[start The data]
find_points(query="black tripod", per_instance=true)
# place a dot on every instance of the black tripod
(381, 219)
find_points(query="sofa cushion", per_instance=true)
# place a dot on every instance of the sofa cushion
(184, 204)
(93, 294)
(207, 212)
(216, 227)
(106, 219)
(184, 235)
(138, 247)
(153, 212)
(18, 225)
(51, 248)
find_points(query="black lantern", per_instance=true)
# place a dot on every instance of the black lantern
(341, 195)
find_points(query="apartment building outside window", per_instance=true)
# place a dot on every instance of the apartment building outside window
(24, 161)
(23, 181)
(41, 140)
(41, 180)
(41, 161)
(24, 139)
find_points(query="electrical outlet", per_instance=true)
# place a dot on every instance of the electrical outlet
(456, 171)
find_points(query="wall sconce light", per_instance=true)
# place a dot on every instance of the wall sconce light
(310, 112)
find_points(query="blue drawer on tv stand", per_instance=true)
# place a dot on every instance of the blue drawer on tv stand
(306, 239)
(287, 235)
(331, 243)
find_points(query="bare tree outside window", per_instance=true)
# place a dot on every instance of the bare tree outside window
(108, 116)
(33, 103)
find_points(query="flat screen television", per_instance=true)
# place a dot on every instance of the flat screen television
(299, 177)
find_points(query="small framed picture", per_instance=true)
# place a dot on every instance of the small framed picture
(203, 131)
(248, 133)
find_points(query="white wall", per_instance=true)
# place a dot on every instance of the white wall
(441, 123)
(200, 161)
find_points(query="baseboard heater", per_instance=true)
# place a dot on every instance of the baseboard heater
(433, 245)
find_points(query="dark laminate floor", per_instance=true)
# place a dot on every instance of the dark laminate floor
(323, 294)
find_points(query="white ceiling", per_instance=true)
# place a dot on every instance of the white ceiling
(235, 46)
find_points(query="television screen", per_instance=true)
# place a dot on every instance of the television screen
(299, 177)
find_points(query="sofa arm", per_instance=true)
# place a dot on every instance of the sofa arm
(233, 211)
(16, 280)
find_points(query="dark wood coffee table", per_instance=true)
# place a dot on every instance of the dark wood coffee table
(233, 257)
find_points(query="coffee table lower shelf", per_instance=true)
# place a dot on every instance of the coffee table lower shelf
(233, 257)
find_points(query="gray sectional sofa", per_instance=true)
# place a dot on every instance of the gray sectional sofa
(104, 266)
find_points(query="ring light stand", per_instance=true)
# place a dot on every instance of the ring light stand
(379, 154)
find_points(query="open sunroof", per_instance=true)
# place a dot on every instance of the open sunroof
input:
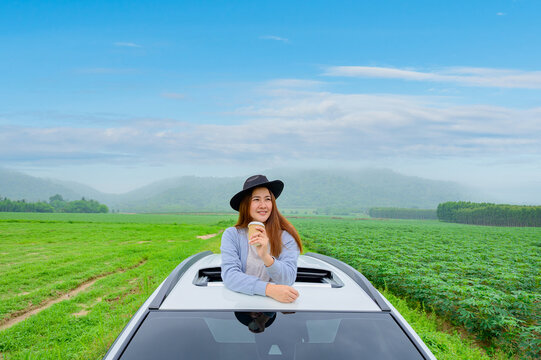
(304, 275)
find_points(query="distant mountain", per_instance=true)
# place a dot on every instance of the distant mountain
(325, 190)
(18, 186)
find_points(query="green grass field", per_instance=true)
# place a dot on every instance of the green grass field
(124, 258)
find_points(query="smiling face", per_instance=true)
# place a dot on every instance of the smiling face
(260, 204)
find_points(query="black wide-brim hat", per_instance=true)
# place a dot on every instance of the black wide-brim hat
(245, 318)
(253, 182)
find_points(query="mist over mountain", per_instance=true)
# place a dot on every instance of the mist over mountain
(327, 191)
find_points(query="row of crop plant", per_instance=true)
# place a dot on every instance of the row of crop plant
(489, 214)
(485, 279)
(56, 204)
(402, 213)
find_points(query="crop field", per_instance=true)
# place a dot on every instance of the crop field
(486, 279)
(71, 282)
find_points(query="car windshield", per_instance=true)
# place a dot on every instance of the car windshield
(270, 335)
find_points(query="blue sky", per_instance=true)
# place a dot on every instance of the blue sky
(116, 94)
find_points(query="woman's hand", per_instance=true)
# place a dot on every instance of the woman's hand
(260, 240)
(281, 293)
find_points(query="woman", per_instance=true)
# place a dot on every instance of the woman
(265, 264)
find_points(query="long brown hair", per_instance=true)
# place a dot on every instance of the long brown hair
(274, 225)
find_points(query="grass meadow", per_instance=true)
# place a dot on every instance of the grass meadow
(93, 271)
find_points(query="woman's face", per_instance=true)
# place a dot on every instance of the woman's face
(260, 204)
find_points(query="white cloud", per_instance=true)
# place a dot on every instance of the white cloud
(273, 37)
(126, 44)
(171, 95)
(466, 76)
(294, 126)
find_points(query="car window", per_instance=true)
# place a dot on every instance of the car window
(269, 335)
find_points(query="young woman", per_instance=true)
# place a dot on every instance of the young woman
(266, 263)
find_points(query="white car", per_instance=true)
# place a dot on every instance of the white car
(338, 315)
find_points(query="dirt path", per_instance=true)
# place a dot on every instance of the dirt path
(25, 314)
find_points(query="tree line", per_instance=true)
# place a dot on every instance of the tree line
(56, 204)
(402, 213)
(489, 214)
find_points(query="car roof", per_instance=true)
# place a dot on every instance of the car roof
(188, 294)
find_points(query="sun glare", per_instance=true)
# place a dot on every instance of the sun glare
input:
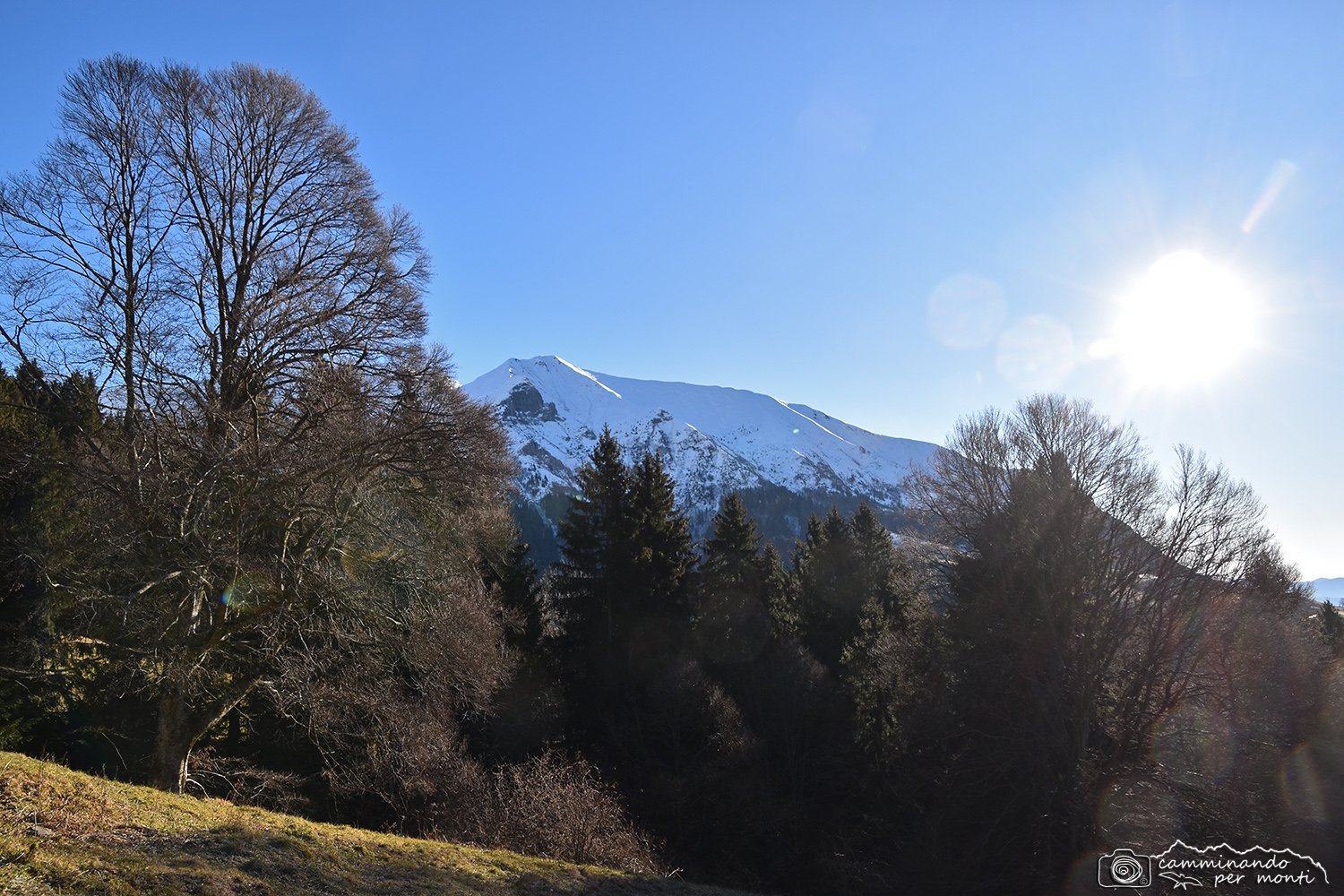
(1185, 322)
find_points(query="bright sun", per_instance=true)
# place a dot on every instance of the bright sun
(1185, 322)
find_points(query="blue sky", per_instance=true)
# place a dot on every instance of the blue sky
(792, 196)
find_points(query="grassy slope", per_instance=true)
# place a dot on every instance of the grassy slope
(118, 839)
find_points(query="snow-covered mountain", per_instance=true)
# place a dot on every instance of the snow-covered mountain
(787, 460)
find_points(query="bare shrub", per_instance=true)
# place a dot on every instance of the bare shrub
(559, 809)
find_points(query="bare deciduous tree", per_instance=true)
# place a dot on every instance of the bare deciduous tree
(211, 247)
(1075, 579)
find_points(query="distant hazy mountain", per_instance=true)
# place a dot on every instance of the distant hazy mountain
(787, 460)
(1330, 590)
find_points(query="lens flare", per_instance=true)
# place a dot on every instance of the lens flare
(1187, 320)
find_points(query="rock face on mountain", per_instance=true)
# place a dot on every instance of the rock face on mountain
(787, 460)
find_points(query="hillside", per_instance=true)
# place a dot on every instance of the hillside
(62, 831)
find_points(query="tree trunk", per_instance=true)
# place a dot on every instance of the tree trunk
(174, 742)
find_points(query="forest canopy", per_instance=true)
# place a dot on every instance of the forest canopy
(255, 543)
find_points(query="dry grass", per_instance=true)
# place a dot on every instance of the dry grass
(62, 831)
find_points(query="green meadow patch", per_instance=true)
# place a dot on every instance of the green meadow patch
(64, 831)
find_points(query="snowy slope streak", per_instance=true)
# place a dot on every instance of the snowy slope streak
(712, 440)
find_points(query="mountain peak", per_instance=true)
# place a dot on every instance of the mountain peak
(787, 460)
[end The data]
[Written task]
Please work out how many lines of the listing above contain the string "sconce", counting case, and give only that number.

[Solution for this exercise]
2